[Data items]
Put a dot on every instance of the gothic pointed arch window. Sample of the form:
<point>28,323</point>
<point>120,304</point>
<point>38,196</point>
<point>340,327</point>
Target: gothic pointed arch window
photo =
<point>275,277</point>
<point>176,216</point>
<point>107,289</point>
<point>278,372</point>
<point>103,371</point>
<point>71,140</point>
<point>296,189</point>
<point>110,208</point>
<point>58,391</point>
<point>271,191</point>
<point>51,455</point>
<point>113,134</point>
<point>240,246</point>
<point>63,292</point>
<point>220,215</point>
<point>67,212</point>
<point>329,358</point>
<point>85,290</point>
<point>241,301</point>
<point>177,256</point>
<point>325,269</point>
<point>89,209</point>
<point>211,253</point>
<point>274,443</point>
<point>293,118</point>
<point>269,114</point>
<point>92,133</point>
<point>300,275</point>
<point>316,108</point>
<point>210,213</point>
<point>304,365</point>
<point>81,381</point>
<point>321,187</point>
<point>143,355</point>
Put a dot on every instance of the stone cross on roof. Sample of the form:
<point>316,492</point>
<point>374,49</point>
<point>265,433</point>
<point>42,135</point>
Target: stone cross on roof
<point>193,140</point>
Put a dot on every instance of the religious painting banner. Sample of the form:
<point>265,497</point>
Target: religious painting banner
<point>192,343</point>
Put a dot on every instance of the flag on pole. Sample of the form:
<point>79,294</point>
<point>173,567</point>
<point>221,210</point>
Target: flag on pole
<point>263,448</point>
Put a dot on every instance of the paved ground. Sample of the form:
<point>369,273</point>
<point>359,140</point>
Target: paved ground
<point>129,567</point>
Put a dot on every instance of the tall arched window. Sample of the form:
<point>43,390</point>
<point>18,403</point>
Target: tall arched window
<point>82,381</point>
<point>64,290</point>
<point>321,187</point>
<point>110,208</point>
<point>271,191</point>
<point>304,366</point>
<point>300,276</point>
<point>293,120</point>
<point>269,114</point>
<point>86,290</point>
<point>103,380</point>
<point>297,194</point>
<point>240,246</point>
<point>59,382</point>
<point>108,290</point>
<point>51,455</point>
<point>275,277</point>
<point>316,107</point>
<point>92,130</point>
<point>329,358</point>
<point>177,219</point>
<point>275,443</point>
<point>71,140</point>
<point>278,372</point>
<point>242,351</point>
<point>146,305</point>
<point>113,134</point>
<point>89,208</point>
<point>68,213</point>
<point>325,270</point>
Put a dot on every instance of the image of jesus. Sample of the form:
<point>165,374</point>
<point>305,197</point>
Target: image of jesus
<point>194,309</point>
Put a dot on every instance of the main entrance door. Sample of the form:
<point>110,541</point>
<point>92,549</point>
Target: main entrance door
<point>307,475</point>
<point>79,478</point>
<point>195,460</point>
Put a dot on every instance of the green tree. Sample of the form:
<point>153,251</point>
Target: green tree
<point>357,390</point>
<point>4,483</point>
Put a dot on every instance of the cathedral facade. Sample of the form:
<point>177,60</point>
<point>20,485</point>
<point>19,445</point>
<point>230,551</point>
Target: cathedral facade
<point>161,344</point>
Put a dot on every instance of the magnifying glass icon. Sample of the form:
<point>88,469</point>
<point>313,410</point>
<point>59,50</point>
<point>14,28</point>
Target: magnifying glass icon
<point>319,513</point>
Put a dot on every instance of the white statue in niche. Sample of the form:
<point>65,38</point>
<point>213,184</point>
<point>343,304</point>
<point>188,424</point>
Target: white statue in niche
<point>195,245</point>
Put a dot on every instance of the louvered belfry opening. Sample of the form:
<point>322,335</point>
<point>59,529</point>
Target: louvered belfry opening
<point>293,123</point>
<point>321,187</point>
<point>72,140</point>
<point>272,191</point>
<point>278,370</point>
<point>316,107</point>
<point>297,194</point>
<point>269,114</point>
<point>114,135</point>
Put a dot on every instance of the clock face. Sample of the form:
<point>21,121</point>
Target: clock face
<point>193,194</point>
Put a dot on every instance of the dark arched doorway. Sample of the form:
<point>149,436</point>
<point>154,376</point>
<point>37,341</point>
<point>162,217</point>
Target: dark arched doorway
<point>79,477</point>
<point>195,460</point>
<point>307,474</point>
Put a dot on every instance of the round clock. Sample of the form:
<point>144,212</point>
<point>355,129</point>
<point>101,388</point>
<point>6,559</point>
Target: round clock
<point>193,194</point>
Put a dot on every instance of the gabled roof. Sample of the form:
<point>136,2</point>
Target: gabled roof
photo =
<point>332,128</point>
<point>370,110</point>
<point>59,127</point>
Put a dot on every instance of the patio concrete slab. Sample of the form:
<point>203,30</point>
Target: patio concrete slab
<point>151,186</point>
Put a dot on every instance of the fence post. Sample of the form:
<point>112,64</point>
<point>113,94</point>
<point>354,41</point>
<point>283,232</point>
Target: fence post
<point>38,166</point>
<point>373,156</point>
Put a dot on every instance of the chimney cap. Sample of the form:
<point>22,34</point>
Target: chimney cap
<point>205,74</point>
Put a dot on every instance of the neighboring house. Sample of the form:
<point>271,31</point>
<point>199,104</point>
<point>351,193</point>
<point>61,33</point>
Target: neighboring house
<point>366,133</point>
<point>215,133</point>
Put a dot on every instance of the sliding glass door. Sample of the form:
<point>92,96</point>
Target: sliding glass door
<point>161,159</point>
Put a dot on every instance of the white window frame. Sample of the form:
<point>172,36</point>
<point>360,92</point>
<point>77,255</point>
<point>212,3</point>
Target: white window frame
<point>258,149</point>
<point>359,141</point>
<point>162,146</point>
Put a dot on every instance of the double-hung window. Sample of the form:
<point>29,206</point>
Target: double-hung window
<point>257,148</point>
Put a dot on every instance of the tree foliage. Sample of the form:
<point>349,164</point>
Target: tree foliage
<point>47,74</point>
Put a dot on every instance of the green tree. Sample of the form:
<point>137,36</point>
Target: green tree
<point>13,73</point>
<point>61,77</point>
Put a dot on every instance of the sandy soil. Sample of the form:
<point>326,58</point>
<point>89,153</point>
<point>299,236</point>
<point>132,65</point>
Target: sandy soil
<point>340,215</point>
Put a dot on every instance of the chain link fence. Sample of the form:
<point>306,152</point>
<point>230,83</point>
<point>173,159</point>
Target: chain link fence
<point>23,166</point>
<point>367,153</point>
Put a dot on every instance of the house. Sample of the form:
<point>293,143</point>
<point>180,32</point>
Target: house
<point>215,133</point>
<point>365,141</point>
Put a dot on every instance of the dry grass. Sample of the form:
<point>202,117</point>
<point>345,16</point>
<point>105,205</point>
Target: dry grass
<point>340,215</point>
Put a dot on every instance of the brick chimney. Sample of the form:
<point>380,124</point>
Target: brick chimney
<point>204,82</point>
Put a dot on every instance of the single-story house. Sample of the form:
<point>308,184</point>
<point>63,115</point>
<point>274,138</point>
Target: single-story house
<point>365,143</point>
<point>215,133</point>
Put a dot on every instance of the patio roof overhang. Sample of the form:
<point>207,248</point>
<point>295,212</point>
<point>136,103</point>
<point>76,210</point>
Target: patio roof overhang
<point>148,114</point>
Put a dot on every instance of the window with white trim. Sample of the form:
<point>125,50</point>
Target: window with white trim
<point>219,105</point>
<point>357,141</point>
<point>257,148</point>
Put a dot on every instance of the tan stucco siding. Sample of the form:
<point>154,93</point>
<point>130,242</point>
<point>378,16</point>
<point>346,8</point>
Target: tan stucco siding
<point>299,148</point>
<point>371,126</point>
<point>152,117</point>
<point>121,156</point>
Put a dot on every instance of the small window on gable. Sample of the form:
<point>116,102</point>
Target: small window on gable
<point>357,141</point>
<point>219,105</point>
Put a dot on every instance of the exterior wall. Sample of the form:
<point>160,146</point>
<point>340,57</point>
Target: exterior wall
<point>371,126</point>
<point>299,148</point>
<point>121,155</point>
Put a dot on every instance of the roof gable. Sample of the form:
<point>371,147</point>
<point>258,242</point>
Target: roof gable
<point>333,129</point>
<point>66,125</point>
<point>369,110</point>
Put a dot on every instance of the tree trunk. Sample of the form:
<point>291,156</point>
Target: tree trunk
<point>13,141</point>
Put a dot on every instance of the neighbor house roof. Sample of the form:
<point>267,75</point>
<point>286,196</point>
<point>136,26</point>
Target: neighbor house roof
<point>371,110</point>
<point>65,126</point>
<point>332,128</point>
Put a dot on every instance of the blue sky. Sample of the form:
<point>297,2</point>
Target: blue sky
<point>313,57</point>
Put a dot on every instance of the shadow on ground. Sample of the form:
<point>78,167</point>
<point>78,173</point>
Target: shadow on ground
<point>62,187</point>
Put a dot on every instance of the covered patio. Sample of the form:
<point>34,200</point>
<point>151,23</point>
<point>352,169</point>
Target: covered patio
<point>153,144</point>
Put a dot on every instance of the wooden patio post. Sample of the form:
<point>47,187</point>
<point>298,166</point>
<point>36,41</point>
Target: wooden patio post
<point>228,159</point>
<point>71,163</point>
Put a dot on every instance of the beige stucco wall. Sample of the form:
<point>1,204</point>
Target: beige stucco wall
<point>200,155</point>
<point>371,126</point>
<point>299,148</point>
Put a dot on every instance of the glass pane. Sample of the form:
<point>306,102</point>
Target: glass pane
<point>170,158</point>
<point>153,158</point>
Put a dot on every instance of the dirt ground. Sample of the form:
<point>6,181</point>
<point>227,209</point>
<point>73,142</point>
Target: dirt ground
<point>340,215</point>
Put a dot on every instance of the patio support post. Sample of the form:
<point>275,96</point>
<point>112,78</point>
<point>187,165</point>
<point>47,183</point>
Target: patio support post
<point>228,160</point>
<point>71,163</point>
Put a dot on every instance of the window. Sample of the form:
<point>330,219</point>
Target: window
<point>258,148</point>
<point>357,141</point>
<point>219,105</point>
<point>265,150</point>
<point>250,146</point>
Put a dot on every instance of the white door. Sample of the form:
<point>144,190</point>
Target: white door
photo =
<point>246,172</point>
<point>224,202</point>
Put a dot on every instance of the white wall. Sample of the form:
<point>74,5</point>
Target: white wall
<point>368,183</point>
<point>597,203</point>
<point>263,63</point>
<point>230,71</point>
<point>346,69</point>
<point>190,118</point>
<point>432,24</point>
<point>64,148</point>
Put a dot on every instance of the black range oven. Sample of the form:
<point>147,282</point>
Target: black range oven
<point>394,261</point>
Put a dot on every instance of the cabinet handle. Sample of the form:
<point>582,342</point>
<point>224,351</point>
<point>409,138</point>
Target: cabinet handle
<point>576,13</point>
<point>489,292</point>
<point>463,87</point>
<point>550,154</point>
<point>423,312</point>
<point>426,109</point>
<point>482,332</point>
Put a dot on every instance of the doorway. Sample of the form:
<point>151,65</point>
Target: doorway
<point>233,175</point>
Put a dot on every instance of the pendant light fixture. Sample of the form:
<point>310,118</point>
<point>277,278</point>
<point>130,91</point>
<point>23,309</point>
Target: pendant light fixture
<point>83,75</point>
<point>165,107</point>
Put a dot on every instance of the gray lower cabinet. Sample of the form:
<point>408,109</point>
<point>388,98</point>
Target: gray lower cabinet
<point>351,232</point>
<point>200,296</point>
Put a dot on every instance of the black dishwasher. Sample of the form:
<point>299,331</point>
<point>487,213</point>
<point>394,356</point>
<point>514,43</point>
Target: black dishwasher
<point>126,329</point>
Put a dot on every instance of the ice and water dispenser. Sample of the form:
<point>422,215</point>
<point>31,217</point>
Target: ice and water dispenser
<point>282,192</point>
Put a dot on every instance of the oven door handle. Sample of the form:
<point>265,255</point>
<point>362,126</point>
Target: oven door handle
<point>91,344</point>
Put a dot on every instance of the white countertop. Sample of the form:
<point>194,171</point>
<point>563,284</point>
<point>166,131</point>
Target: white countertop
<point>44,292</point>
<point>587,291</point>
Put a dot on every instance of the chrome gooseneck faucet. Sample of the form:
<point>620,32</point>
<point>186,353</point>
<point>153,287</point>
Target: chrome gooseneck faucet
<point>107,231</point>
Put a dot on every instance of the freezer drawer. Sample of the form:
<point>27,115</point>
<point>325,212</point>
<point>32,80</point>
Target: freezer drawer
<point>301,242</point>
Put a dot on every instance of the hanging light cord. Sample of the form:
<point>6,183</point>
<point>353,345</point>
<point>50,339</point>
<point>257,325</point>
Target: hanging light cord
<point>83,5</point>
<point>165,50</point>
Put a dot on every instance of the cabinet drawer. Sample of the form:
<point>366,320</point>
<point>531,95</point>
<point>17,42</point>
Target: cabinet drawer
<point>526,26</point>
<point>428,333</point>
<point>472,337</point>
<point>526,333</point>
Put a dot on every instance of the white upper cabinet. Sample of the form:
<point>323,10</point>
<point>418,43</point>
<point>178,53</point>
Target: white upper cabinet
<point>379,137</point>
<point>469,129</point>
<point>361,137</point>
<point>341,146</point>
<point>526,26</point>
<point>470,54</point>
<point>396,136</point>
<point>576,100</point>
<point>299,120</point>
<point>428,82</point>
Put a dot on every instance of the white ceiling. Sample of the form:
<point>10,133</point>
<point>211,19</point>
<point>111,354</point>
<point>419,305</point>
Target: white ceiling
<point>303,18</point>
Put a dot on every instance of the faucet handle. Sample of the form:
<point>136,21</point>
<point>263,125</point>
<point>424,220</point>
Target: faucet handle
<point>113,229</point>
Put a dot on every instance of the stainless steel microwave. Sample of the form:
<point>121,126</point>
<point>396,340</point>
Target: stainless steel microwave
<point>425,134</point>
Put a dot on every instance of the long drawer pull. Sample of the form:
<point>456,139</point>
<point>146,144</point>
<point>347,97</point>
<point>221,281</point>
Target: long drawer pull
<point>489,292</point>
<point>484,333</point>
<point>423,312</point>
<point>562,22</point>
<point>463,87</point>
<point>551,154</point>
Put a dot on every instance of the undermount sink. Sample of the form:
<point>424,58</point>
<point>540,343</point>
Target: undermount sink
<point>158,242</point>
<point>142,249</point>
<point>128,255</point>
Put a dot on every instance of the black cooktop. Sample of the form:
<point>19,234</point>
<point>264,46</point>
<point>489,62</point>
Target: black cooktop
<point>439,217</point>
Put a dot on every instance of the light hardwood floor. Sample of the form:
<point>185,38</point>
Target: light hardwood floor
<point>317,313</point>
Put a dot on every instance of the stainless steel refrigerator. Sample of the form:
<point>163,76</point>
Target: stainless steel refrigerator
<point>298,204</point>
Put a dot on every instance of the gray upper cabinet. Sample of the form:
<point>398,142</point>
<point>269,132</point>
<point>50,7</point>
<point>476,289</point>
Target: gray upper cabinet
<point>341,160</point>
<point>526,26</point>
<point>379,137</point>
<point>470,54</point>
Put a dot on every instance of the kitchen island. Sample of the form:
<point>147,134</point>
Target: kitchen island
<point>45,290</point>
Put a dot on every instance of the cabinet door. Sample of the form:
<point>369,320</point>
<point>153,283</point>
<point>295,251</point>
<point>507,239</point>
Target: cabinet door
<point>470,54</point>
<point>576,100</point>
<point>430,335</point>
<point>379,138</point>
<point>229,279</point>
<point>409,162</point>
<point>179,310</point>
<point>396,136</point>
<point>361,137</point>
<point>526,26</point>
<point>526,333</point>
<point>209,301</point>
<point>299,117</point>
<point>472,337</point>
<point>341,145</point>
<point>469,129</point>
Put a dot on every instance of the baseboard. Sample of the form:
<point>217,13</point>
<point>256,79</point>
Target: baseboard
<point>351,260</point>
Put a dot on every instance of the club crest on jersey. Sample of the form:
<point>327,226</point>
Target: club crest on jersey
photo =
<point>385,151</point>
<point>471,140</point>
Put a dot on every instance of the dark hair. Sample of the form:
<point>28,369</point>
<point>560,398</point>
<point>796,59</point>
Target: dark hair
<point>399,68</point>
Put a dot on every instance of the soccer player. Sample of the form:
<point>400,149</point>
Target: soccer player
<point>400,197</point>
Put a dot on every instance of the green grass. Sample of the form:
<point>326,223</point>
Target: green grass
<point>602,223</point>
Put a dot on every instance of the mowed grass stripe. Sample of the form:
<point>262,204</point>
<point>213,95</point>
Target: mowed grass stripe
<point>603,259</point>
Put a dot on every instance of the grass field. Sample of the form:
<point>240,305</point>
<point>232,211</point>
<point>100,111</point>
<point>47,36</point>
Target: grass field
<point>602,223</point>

• **Written instruction**: Rewrite the material from the line that contains "Put a dot on every instance of the long" through the line that contains "<point>298,204</point>", including both of those lines. Scale every answer point coordinate by 0.7, rounded to whole numbers with halves going up, and leave the requests and their sample points unchanged.

• **Final result**:
Put a dot on every instance of the long drawer pull. Sample of the form:
<point>456,139</point>
<point>146,144</point>
<point>347,97</point>
<point>221,281</point>
Target: long drawer pull
<point>342,204</point>
<point>339,233</point>
<point>296,218</point>
<point>393,15</point>
<point>324,61</point>
<point>386,108</point>
Put a dot on every instance of the undermount sink. Sample of the form:
<point>424,58</point>
<point>540,343</point>
Target: undermount sink
<point>111,169</point>
<point>99,174</point>
<point>90,179</point>
Put a dot on every instance of the black cooktop. Sample of the form:
<point>19,234</point>
<point>264,46</point>
<point>489,62</point>
Target: black cooktop
<point>307,152</point>
Put a dot on every instance of the light hardwood floor. Sample of the form:
<point>185,38</point>
Target: light hardwood floor
<point>222,219</point>
Put a dot on every instance of the stainless steel refrigerator. Sample of the form:
<point>163,76</point>
Target: stainless steel refrigerator
<point>209,143</point>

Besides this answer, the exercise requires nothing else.